To be done:
Update the part of the thread on potting aquatic plants that opens with "I bought everything" and closes with "back to normal.", writing "stone" wherever "slate" appears.

Text:
** START **

# Potting aquatic plants?



## fishfinder (Aug 31, 2008)

I got two new plants last weekend (a larage Crinum calamistratum and a red tiger lotus) and don't have a deep enough substrate to cover the roots, my YoYo loaches have great fun uprooting them, so they float. If I get more gravel to cover them, I think the loaches will simply uproot them again. 

The crinum is a gorgeous 'crinkly octopus' looking plant and very dramatic. I'd hate to lose it. I was thinking of either getting more gravel to cover the roots and then covering them with river rock -- but the loaches seem rather Herculian in their efforts to move objects and uproot the plants. Should I pot the the plants instead? If so, how do you pot an aquatic plant? What type of pot and potting material should I choose? The root system on the crinum is at least 3 inches deep. It has thick fleshy roots. The red tiger lotus has a long bulb attached with many fine roots.


----------



## susankat (Nov 15, 2008)

Its pretty easy to pot these plants. Go to walmart or garden center and buy clay pots the size you want. You can also buy a small bag of aquatic soil as the plants would do better in this. Put enough soil in the pot to cover 1/2 of the bulb, then top off with gravel to just below the top of the bulb. Do not cover the crown. Soak in a sink of dechlorinated water, then slowly put pot into tank where you want it.


----------



## fishfinder (Aug 31, 2008)

Thank you, I'm just getting ready to go buy materials.


----------



## ladyonyx (Apr 20, 2009)

Crinums are beautiful plants. Please post pics when you get it potted and in your tank. I'd love to see how it looks.


----------



## fishfinder (Aug 31, 2008)

I bought everything but the soil since I couldn't find it anywhere, including the nurseries carrying pond supplies. I had to get extra gravel and river rock anyway to build up the substrate around the pots, So I decided just to make it extra deep around the roots with the river rock on top. They look great this way. 

I put slate round the crinum to begin with to hold the extra gravel. One of my pork chop rasboras (the one who wouldn't school with the rest) darted between it and the glass to hide and was wedged pretty tightly in. When I tilted the slate to let it out, it darted into the 'well' of new gravel. Sorry to say he didn't make it. He just seemed to do things backwards.

I was worried about my yoyo's, as I could only find two. But, a couple of hours later the third one came out of hiding and all is back to normal. 

I picked up a madagascar lace plant, but fear they take a higher level of skill than I have right now. It is small with only two leaves. The last one they had left in the tank. Wish me luck.

Here's a pic of my new crinmum calamistratum. Its on the left side. Hiding behind it is my gold neon tetra. You have to enlarge the image to see him.


Forgive the tacky scotch tape on my thermometer strip. This is actually the back of the aquarium.


----------



## susankat (Nov 15, 2008)

It needs to be in an area where it will get some good water movement so crud don't pack into the little holes on the leaves.


----------



## fishfinder (Aug 31, 2008)

It is directly under the filter outflow. Hope that works. Thank you for the advice.


----------

** END **

Records from a dataset:
** START **

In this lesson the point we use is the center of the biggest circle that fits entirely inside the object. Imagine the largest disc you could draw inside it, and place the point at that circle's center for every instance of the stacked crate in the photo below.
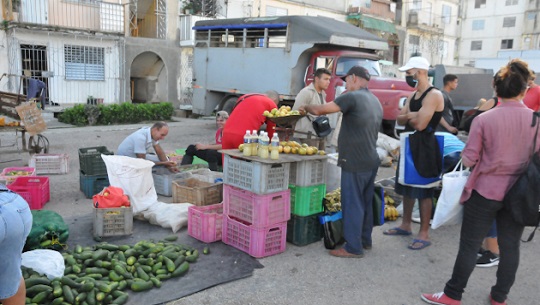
(307, 186)
(93, 172)
(256, 205)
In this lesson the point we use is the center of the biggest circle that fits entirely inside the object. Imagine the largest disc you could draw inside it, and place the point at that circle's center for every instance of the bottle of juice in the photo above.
(254, 143)
(247, 143)
(274, 150)
(263, 146)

** END **

Solution to this problem:
I bought everything but the soil since I couldn't find it anywhere, including the nurseries carrying pond supplies. I had to get extra gravel and river rock anyway to build up the substrate around the pots, So I decided just to make it extra deep around the roots with the river rock on top. They look great this way. 

I put stone round the crinum to begin with to hold the extra gravel. One of my pork chop rasboras (the one who wouldn't school with the rest) darted between it and the glass to hide and was wedged pretty tightly in. When I tilted the stone to let it out, it darted into the 'well' of new gravel. Sorry to say he didn't make it. He just seemed to do things backwards.

I was worried about my yoyo's, as I could only find two. But, a couple of hours later the third one came out of hiding and all is back to normal.